** Start of PASSAGE PROVIDED **

Posted October 2, 2007 by Quinn McHenry in Mac system administration

When you run a command from a UNIX or UNIX-like shell, the shell looks for the executable file using the directories listed in your PATH variable as a map. For convenience, adding directories to this environment variable means you don’t have to go hunting for a file each time you run it. Following these directions will allow you to add a directory to the search PATH.


To change your path, you must edit the .profile file in your home directory. If you are comfortable using the vi editor, you probably don’t need to read any further. If not, then you can use TextEdit to edit your .profile.

The default .profile is fairly short. The .profile is read when you open a Terminal window and each line is executed just like typing a command into the Terminal window. While this is handy because you can make any available command run whenever you drop to a shell, we’re concerned with changing an environment variable, PATH.

In your editor, find the line that starts with export PATH= and give it a look to make sure it doesn’t already contain the directory path you’re going to add. Sometimes the PATH variable can get lengthy, but chances are yours just has a few directories separated by colons, perhaps something like this:

export PATH=/opt/local/bin:/opt/local/sbin:$PATH

There are a few things to note before making changes. The format of this line is important. The use of spaces in this command, or their lack, matters. In particular, there cannot be spaces around the equals sign or between any of the directories. If there are spaces in the directory name you want to add, you’ll need to escape the space by preceeding it with a \backslash or by putting the path in quotes (export PATH=”/path/here”).

** End of PASSAGE PROVIDED **

SET EXERCISE. Transcribe the part of the guide to adding a directory to the PATH starting at "Posted October 2, 2007" and ending at "edit your .profile.". The items after this are not needed for anything here.

** Start of DATASET EXCERPTS **

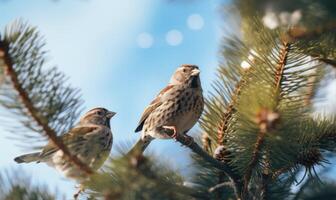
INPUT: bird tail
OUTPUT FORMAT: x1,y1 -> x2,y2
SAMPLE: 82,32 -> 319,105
14,153 -> 41,163
127,138 -> 151,155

** End of DATASET EXCERPTS **

TASK SOLUTION.
Posted October 2, 2007 by Quinn McHenry in Mac system administration

When you run a command from a UNIX or UNIX-like shell, the shell looks for the executable file using the directories listed in your PATH variable as a map. For convenience, adding directories to this environment variable means you don’t have to go hunting for a file each time you run it. Following these directions will allow you to add a directory to the search PATH.


To change your path, you must edit the .profile file in your home directory. If you are comfortable using the vi editor, you probably don’t need to read any further. If not, then you can use TextEdit to edit your .profile.